━━━━━ Text excerpt

Issues in using FP8 for MPT baselines on H100

Question

prigoyal opened this issue 8 months ago · comments

Hello,

I am trying to train MPT models using fp8 and currently hitting issues similar to what has been reported in #271 .

The changes I made are: Installing the flash-attn and TransformerEngine:

pip install flash-attn==1.0.7 --no-build-isolation
pip install git+https://github.com/NVIDIA/TransformerEngine.git@v0.10

and then making following changes to our config files (following the tutorials):

precision: amp_fp8
model:
  fc_type: te
  ffn_config_defaults:
    ffn_type: te_ln_mlp

The llm-foundry version I am using is 0.3.0

I would appreciate if you can share any insights into what could be missing from our setup to successfully use fp8. cc @growlix

Charles Tang · Answer 1 · Mon Jan 22 2024 11:48:07 GMT+0800 (China Standard Time)

━━━━━━━━━━
━━━━━ Provided data

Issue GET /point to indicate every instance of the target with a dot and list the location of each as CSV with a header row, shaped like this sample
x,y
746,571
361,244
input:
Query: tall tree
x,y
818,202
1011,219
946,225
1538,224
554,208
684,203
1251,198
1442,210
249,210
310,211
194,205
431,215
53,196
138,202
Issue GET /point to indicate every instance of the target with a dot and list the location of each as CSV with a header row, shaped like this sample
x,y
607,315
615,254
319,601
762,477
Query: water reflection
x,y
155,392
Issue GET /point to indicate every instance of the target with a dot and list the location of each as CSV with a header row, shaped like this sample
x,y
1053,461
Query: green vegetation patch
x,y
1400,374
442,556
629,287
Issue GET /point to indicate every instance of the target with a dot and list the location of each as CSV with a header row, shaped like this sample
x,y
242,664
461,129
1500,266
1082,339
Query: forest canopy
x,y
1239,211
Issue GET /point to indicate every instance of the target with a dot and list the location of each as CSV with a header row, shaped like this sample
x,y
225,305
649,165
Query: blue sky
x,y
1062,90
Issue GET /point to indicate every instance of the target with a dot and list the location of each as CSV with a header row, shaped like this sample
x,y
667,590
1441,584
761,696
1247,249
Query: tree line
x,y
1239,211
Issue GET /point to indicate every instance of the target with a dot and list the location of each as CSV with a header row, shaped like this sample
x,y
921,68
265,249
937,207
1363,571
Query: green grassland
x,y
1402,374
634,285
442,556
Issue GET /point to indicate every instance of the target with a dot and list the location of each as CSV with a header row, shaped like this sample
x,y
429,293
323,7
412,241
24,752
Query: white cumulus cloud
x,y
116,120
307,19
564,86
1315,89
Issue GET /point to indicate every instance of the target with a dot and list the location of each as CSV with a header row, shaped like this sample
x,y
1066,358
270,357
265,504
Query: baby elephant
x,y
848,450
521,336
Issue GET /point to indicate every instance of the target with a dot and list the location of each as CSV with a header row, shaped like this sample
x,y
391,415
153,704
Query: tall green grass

━━━━━━━━━━

Can you resume the forum thread about training MPT baselines with FP8 on H100 right after its last line?

Seems that your TransformerEngine version is outdated:

Try:

pip install git+https://github.com/NVIDIA/TransformerEngine.git@stable

If that doesn't work try:

git clone https://github.com/NVIDIA/TransformerEngine.git
cd TransformerEngine
pip install -e .
cd ..

Priya Goyal · Answer 2 · Tue Jan 23 2024 04:08:40 GMT+0800 (China Standard Time)

thanks @j316chuck , will give that a shot. It might be very helpful to update the README.md as well in case others run into the same issue.